• Text excerpt:

Henri Saivet clearly has a bee in his bonnet over team selection at Newcastle United. Speaking to this week’s edition of France Football, the midfielder more than insinuated there was a bias towards picking English players at the club.
He explained: “When I arrived over there, I told myself the French clearly let themselves go. It didn’t make sense otherwise. Then I observed a lot and I quickly realised the French players, who played less, were as good if not better than the English.
“I then asked myself why bring in French players to not play them? It was stupid. Bit by bit, I started to realise what was going on at this club was really weird. Gouffran or Obertan, for example, were, for me, way better than those who would start.
“When I arrived, McClaren was clear. I had to play. Competition isn’t a problem to me as long as the best person gets to play. For my first game, I came on against West Ham. It went well. The manager told me: ‘Keep going, that’s good’. We then went to Watford. We lost and I came off in the 55th minute.
“I saw the game again, I thought I’d been rubbish, but I hadn’t played badly. The manager told me: ‘I took you off for tactical reasons’. No problem. Then we played Everton. I came off at the same time again with the same explanation: ‘Tactical decision’.
“When I got to the bench, an English player asked me why I came off. He didn’t understand, telling me I was the best player on the pitch. From then on, nothing. I never played again.”
The only actual bias for Saivet may well be confirmation bias, in that he was seeing things that weren’t there, but which he liked to believe because it fit with his own ideas.
Rather than feeling he needed to improve his own game, maybe it was easier for Saivet to instead convince himself it was all the fault of others, and something strange was going on. Born in Senegal, Saivet played for France at various youth levels, and clearly saw himself as part of the French bunch at Newcastle.
If Newcastle United didn’t like French players then they wouldn’t have bought them, and given the club did all they could to avoid relegation (apart from playing better, obviously), the idea that there was a diktat to avoid the French, even if it cost the team, is somewhat absurd.
Saivert certainly believes it, and has been speaking again to the French media.
This time the player, now on loan at Saint Etienne, told L’Equipe the move was initially hugely welcome to “fulfil a childhood dream. I was going to play against teams like Manchester United, in a championship that grows year by year, the most watched and biggest in world media. Just look at the size of TV rights to measure its hugeness.”
But things went wrong and again Saivet has questioned the choices made by managers, feeling he should have played more: “In France, clubs must get a return on a player, putting pressure on him if necessary.
“Not in England where clubs have the means that even if you bought for €20m, they can put you on the bench. At €30m, they begin to think. England, it is not difficult but complicated in the sense that sometimes you do not understand all the choices.
“This is not a failure. This is a lesson. Football is a learning process.”
Maybe Saivet should do a little learning on accepting the decisions of managers and wondering if that may be to do with him, rather than a wider conspiracy.

• Apply what you read:
1. List every football club named in the article about Henri Saivet.
2. From the article about Henri Saivet, write out the passage starting at "If Newcastle United" and ending at "is somewhat absurd.".

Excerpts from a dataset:
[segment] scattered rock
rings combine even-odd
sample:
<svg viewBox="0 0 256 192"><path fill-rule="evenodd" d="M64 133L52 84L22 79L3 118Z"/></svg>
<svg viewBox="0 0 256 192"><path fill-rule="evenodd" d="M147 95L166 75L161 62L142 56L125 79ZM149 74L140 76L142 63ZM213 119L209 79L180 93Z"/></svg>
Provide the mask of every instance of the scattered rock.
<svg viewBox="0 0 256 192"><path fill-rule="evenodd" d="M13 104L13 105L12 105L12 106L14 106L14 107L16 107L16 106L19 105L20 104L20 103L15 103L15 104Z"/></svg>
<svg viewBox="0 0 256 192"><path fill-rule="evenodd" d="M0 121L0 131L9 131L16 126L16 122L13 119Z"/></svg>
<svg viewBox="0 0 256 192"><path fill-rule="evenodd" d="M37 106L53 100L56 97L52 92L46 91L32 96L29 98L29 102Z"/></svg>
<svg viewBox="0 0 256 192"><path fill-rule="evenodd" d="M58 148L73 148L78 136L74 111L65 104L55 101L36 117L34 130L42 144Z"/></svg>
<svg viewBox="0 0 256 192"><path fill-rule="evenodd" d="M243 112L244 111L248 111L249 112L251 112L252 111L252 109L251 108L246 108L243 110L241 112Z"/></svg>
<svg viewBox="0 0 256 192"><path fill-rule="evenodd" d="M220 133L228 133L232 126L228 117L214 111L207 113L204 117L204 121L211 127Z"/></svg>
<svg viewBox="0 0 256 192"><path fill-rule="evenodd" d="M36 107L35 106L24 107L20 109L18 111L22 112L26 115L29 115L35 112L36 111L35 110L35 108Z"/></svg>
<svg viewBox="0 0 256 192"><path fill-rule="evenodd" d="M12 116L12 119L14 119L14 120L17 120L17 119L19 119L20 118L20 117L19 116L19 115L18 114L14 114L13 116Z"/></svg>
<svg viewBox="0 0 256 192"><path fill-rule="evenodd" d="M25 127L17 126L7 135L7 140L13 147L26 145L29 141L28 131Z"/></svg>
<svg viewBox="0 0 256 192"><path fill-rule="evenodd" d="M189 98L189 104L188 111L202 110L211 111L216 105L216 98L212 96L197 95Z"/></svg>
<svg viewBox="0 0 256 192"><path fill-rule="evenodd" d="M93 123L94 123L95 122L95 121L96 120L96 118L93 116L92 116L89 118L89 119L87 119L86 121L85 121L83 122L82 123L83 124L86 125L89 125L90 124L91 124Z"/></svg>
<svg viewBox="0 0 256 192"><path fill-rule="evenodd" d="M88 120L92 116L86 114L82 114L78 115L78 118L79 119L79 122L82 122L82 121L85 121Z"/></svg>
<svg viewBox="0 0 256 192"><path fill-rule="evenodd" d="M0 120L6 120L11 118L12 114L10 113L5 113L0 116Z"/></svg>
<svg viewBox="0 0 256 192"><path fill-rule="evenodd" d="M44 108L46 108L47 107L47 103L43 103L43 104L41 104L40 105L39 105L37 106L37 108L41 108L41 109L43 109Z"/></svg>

• Per-task outputs:
1. Newcastle United, West Ham, Watford, Everton, Saint Etienne, Manchester United

2.
If Newcastle United didn’t like French players then they wouldn’t have bought them, and given the club did all they could to avoid relegation (apart from playing better, obviously), the idea that there was a diktat to avoid the French, even if it cost the team, is somewhat absurd.